_STATED EXERCISE_. Using the travel piece about the milk bar below, say whether each statement agrees with it, answering yes or no and quoting its deciding words: (a) The guidebook has a phonic pronunciation column for Polish. (b) Communist authorities created the milk bar in the mid-1960s. (c) Many milk bars turned up in searches of Kraków.

The Milky Bar Experience
Since we're living outside the (well-defined) tourist zone, we're getting a proper dosing of local prices and language. From day one we've been out and roaming about, sticking our noses into all sorts of little businesses within the area. We've already picked our favorite corner market, where exchanges with the jovial man behind the deli counter are a smile-filled test in non-verbal communication skills. We don't expect English, and work on the default assumption that the person we're interacting with doesn't speak it.
Frankly, I feel pretty pathetic walking around without the ability to say basic things like hello, thank you, and pardon me in the local language. Tatiana, a natural linguist, is thrown way off kilter herself. As usual, some words look very familiar written out, but to learn how to speak them will require some effort.
Unfortunately, my LP guidebook doesn't include a phonic pronunciation column in its translation section for Polish. Given the general complicity of language (crazy characters not found in English, plus rules such as 'a' like the 'u' in 'cut' and 'y' like the 'i' in 'bit') and the extreme character count for the simplest of word (leaps and bounds beyond that of German), something like that would've been greatly appreciated.
Noteworthy: This Web site's text-to-speech speaks words and sentences in Polish.
Lacking any dictionary, the only do it yourself option I'm really left with is to take photos of items and translate their text online later. Translating the packaging of Polish baby foodstuffs is certainly not the mental image I had for my travels in this part of the world this time last year, but I suppose I can be thankful that the written language isn't in something like Cyrillic (…yet).
The only restaurant meal I was interested in having (read: spending money on) here in town was from something called a bar mleczny, or "milk bar", invented by the communist authorities of Poland in the mid-1960s as a means of offering cheap meals to people working in companies that had no official cafeteria.
Its name originates from the fact that until the late 1980s, the meals served there were mostly dairy-based and vegetarian (especially during the period of martial law at the beginning of the 1980s, when meat was rationed). And while the communist-era fare was famously unappetizing, today's milk bar cuisine is notably tastier, offering up classic Polish food to shoestring backpackers and locals alike.
The sad thing is that milk bars are disappearing fast from the country—my searches only turned up a few in the whole of Kraków.
Searching around for one of these locations, we ducked into a travel agent's office for help (deciding that was the best place to seek out an English speaker). He seemed rather puzzled when I asked for assistance finding one (after slaughtering the pronunciation of the word 'milk'):
"Ah! Bar mleczny—a milky bar! Do you know what a milky bar is?"

(Items in a dataset)
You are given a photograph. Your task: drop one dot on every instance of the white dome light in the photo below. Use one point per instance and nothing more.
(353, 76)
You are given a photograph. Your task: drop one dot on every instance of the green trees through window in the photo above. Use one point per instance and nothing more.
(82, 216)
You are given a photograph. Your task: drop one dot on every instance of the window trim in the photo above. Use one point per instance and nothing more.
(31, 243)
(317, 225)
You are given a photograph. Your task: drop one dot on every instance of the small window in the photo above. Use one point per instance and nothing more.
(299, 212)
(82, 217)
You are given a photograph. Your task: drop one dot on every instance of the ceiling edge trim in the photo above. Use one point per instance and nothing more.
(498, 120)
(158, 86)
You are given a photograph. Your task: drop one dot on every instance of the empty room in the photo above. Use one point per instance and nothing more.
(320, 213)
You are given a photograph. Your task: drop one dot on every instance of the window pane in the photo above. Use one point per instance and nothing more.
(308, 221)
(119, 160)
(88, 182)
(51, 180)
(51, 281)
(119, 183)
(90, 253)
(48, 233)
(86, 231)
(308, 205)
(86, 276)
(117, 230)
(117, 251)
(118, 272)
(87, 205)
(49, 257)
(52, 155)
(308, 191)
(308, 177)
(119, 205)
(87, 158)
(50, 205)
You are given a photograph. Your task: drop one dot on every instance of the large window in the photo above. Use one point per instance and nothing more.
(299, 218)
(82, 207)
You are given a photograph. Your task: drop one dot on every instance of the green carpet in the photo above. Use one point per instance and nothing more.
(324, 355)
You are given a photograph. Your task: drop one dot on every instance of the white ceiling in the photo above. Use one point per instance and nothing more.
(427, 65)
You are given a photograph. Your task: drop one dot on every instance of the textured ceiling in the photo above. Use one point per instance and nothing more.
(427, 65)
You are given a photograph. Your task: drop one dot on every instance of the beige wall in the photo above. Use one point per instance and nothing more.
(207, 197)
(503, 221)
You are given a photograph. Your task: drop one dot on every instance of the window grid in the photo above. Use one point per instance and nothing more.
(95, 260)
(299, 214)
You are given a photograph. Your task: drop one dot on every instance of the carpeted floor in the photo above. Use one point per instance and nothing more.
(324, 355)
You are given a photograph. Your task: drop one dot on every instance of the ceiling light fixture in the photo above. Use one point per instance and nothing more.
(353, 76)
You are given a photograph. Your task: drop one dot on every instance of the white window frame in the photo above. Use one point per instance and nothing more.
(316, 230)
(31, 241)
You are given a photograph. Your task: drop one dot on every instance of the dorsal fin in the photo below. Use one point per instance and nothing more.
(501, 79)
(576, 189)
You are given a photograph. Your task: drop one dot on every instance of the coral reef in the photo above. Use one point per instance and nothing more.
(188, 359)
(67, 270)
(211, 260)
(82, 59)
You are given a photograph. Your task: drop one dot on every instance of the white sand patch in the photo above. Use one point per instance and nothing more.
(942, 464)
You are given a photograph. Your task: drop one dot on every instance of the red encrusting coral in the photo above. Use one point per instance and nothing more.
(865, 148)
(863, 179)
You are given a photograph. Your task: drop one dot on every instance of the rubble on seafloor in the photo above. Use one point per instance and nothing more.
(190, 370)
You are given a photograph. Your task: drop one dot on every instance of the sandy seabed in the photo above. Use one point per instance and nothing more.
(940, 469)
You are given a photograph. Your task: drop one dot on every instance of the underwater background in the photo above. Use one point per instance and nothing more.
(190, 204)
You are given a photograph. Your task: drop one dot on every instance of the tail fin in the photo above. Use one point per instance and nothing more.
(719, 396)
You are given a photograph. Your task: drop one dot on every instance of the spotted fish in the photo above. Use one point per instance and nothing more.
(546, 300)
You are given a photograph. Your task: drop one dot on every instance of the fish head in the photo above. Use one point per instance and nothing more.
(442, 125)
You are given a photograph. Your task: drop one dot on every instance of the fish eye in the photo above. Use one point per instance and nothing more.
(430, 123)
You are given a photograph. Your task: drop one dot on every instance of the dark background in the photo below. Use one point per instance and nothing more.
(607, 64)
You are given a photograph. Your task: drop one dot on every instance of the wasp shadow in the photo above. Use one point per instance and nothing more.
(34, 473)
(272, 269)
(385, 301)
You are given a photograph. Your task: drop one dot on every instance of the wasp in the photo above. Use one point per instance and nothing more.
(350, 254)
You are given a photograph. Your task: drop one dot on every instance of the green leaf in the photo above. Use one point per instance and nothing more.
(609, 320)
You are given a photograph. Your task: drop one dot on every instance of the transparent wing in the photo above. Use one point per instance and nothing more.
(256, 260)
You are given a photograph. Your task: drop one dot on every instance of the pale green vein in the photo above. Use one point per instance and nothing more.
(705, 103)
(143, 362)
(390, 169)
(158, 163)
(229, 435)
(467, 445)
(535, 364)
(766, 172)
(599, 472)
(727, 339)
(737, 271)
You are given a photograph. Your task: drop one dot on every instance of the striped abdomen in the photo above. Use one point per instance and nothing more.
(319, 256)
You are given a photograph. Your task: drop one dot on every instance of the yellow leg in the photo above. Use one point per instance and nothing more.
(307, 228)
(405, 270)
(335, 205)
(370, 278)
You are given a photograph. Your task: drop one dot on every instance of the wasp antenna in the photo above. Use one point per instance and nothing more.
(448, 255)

_REPLY_.
(a) No: "my LP guidebook doesn't include a phonic pronunciation column in its translation section for Polish"
(b) Yes: "invented by the communist authorities of Poland in the mid-1960s"
(c) No: "my searches only turned up a few in the whole of Kraków"